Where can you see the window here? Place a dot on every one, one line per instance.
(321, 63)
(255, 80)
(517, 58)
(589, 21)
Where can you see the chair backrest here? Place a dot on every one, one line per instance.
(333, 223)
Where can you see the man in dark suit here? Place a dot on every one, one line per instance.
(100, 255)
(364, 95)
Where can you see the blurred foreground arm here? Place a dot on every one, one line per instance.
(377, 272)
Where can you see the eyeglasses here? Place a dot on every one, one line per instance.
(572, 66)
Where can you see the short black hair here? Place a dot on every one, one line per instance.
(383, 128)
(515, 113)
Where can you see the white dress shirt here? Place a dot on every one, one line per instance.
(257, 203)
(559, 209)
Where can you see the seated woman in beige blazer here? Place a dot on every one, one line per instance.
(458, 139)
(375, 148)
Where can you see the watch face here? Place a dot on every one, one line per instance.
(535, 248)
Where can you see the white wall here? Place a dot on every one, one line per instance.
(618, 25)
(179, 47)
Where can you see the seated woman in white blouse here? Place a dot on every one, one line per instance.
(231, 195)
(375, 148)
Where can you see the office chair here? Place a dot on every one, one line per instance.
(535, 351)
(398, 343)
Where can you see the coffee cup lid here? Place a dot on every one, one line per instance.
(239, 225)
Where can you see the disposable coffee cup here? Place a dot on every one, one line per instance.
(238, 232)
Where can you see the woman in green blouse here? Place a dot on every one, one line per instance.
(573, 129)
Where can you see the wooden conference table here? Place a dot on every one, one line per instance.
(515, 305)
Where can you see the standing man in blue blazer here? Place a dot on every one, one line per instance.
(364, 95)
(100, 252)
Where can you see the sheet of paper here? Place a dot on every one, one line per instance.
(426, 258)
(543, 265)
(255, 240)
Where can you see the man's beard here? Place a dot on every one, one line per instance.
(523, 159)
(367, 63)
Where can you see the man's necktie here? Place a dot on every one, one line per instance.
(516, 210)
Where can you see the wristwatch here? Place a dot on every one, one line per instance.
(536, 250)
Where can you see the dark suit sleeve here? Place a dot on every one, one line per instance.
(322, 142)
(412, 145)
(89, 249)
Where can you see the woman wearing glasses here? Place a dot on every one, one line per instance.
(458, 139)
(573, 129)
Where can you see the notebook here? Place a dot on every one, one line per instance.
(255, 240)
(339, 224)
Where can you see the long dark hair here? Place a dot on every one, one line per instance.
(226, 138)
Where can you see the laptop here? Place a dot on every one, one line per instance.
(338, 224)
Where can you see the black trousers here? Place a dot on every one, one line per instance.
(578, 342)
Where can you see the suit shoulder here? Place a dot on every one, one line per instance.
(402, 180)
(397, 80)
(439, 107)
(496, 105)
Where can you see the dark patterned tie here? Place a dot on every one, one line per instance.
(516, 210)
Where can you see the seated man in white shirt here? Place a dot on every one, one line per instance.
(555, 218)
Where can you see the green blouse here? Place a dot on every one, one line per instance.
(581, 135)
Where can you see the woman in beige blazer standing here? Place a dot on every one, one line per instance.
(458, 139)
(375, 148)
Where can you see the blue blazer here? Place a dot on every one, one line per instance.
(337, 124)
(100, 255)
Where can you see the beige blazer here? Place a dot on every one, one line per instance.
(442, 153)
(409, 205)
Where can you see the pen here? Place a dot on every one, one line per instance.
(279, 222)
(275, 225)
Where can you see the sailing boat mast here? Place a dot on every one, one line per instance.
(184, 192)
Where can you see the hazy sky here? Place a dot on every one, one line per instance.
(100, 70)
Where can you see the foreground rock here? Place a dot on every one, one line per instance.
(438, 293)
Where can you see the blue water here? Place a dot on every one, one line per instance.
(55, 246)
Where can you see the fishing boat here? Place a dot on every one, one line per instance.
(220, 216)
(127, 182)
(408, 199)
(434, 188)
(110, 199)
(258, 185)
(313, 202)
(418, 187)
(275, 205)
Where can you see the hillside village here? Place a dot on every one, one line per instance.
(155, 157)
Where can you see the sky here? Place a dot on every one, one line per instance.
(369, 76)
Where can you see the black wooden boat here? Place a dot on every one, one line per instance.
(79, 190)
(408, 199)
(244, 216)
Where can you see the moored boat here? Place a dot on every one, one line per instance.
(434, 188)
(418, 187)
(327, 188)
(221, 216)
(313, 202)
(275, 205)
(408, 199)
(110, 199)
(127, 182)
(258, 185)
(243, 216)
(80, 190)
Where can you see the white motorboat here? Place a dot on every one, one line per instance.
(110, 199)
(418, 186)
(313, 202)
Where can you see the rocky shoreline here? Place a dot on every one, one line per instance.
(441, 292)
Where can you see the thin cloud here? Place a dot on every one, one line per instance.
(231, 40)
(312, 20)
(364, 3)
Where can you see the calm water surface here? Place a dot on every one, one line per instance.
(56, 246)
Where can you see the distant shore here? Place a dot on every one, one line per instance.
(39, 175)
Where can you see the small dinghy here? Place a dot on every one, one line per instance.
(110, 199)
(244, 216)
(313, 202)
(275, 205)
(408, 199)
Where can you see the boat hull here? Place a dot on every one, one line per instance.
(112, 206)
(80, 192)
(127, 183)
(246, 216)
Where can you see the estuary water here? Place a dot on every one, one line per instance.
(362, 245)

----

Stated problem :: Copy everything from the line containing "Where can you see the estuary" down to the end of the rows above, including both ends.

Reply ::
Where can you see the estuary water here? Place a dot on every one, one line per instance.
(362, 245)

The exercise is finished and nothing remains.